▶ Problem description:
Without changing anything, copy out each entry.

#### Extracted records ####

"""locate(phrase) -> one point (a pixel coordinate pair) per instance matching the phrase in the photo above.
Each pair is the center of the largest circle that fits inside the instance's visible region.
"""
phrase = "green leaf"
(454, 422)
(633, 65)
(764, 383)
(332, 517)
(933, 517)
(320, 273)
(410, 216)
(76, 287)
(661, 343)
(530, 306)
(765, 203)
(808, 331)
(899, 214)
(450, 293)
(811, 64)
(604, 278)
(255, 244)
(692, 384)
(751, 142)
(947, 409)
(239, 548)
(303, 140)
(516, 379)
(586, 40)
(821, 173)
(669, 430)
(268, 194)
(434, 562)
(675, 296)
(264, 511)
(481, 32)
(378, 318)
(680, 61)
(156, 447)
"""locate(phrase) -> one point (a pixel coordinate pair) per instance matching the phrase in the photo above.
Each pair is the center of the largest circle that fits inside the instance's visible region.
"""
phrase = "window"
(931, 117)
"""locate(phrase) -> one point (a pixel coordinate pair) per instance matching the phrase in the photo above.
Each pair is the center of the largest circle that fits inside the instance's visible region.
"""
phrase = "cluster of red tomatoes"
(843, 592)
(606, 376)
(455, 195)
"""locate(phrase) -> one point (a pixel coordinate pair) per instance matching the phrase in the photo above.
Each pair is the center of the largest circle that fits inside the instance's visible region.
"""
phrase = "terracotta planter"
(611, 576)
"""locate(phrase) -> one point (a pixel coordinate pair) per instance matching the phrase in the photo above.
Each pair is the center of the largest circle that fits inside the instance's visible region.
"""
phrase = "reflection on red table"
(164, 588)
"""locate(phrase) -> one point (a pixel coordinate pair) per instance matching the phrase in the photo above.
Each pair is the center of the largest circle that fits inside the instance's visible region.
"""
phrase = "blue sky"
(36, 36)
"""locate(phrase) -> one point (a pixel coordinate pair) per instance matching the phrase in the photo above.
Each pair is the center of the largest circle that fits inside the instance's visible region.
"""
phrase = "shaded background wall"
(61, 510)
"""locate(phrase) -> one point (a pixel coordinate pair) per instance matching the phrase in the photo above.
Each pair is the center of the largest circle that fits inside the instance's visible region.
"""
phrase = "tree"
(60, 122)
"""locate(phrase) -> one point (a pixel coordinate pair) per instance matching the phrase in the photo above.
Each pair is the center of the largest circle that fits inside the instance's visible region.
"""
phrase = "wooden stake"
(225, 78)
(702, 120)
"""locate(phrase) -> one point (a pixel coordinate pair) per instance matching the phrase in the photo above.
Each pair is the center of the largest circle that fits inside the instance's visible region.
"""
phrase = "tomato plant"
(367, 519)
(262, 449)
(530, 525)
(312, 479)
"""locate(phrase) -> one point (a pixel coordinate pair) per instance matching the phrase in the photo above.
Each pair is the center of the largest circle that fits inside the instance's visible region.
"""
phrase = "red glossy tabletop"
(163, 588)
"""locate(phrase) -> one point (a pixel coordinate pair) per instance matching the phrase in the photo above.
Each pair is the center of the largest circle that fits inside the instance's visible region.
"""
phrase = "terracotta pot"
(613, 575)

####

▶ Result:
"""locate(phrase) -> one point (a pixel coordinate pair) per instance matching the phrase in the photo above.
Each pair is the center of the largest circle that fits inside the instance's visible region.
"""
phrase = "green leaf"
(454, 422)
(633, 65)
(764, 383)
(332, 517)
(933, 517)
(320, 273)
(410, 216)
(76, 287)
(661, 343)
(530, 306)
(765, 203)
(808, 331)
(899, 214)
(450, 293)
(811, 64)
(604, 278)
(255, 244)
(692, 384)
(751, 142)
(947, 409)
(239, 548)
(303, 140)
(516, 379)
(586, 40)
(821, 173)
(669, 430)
(268, 194)
(434, 562)
(675, 296)
(264, 511)
(481, 32)
(378, 318)
(680, 61)
(156, 447)
"""locate(phrase) -> one point (a pixel coordinate pair) per instance matching the phrase in the photo above.
Each pair is the center of the largest circle that fits inside the instance's visible region.
"""
phrase = "window"
(931, 117)
"""locate(phrase) -> one point (a pixel coordinate pair) per instance matching the phrase in the photo above.
Each pair is the center of the largest circle that fits inside the instance's visible region.
"""
phrase = "cluster of red tomatoes"
(843, 592)
(606, 376)
(455, 195)
"""locate(phrase) -> one point (a pixel coordinate pair) per instance matching the phrase in the photo above.
Each pair is the center of the largest circle that fits inside the instance's visible region.
"""
phrase = "terracotta planter"
(611, 576)
"""locate(phrase) -> one point (a pixel coordinate pair) per instance matching the phrase in the photo above.
Each pair is the center of the largest circle that fits inside the instance's visible region.
"""
phrase = "reflection on red table"
(164, 588)
"""locate(phrase) -> one point (a pixel coordinate pair) per instance matching the phrase in the photo above.
Each pair is the center of the largest circle that fits inside the instance's visible region.
"""
phrase = "blue sky"
(36, 36)
"""locate(phrase) -> one point (a pixel coordinate pair) per instance matching the phrase in the photo above.
Each pair is the center of the largest circle that fits inside the instance's visible region.
"""
phrase = "shaded background wall"
(61, 510)
"""locate(phrase) -> one point (a pixel coordinate pair) per instance matching the phrase in the photo above.
Each pair is the center of the largest circle that fits inside the instance's visible region.
"""
phrase = "tree"
(60, 122)
"""locate(phrase) -> one point (a pixel coordinate pair) per instance matching the phrase in the photo above.
Each pair is the center of the largest circle that fits inside the instance's visible region.
"""
phrase = "wooden stake"
(225, 78)
(702, 120)
"""locate(phrase) -> one point (a pixel coordinate pair) per instance matching the phrase in the photo above.
Each pair is the center of the largest circle that fits inside the instance's visible region.
"""
phrase = "tomato plant"
(367, 519)
(262, 449)
(530, 525)
(312, 479)
"""locate(phrase) -> one point (a pixel coordinate pair) per instance matching the phrase in the photo above.
Each pair is the center of the largest circle that fits inside the instance's visible region.
"""
phrase = "red glossy tabletop"
(163, 588)
"""locate(phrase) -> one point (a pixel coordinate pair) per instance matching the phrase in the photo above.
Each pair is the center of the largest circle that fits inside the instance's visible region.
"""
phrase = "terracotta pot"
(613, 575)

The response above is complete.